══ Supplied passage ══

Shortly before World War I, the Cubists began incorporating bits of their physical environment — printed images, text, and patterns — into their work to heighten its spatial paradoxes. So was born the medium of collage. Today, the tenets of Cubism hold no special sway for most artists, but the medium of collage thrives. Always intriguing for its invocations of materiality and process, collage also lends itself especially well to the discordant, composite narratives of much contemporary art. It fits naturally, moreover, with the current enthusiasm for multimedia work, photography-based techniques, and imagery derived from popular media.

Pavel Zoubok’s current exhibition offers an evocative slice of the history of collage — or, more precisely, two slices: “1968/2008: The Culture of Collage” pairs contemporary works with those produced in 1968 — the year many of us associate with assassinations, social unrest, and the daily body counts of an unpopular war. The last of these, of course, has particular relevance today, inviting a comparison of traumas past and present.

═══
══ Entries ══

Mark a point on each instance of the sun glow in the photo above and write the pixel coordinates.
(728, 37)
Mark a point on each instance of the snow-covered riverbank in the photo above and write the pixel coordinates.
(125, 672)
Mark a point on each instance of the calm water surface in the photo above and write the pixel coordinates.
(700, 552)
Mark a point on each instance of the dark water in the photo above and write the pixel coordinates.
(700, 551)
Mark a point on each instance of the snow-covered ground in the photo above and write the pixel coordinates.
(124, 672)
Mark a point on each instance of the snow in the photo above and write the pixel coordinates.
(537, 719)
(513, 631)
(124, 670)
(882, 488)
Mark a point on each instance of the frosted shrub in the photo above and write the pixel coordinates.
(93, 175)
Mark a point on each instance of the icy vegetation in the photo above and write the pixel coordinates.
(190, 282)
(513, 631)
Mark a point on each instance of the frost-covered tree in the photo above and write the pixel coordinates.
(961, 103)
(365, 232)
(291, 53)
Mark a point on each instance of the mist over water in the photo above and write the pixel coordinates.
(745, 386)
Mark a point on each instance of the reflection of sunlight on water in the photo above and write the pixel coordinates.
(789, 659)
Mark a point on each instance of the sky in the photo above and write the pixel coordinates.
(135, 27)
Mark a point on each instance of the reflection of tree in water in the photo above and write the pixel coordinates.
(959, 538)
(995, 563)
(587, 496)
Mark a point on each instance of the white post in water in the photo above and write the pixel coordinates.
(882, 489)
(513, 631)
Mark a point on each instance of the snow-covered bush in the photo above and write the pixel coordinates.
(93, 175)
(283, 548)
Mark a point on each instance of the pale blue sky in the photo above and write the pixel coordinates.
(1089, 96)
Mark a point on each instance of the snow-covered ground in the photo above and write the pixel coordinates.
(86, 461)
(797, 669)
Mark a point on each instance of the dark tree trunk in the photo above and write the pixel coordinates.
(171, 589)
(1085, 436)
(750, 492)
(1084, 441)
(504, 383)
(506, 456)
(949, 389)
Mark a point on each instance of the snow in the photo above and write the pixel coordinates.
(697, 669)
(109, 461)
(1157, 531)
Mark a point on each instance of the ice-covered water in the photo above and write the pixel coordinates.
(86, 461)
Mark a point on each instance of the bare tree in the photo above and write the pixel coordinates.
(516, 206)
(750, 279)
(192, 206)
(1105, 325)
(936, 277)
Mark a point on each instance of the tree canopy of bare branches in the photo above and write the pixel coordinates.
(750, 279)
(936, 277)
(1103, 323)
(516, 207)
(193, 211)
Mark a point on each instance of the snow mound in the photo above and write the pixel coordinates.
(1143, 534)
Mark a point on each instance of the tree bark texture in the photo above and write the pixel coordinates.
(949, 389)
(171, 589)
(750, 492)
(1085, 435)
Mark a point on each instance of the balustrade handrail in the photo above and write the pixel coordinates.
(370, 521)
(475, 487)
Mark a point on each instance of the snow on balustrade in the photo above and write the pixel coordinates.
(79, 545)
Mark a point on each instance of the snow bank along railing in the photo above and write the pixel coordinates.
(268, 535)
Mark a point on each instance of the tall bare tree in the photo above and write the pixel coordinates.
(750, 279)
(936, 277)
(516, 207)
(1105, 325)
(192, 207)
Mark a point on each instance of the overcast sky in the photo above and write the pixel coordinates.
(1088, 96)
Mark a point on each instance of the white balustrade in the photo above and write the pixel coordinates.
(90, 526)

═══

**What you should do:** Print, word for word, the stretch of the collage passage that opens with the words containing "Pavel Zoubok’s current" and closes with "past and present.".

**Finished exercise:**
Pavel Zoubok’s current exhibition offers an evocative slice of the history of collage — or, more precisely, two slices: “1968/2008: The Culture of Collage” pairs contemporary works with those produced in 1968 — the year many of us associate with assassinations, social unrest, and the daily body counts of an unpopular war. The last of these, of course, has particular relevance today, inviting a comparison of traumas past and present.